Rewrite the data below, changing every "locate" to "detect" and leaving everything else unchanged.

::: Material provided

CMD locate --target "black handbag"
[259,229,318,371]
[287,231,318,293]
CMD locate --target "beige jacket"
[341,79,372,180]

::::::

§ Solved exercise:
CMD detect --target "black handbag"
[259,229,318,371]
[287,231,318,293]
CMD detect --target "beige jacket"
[341,79,372,180]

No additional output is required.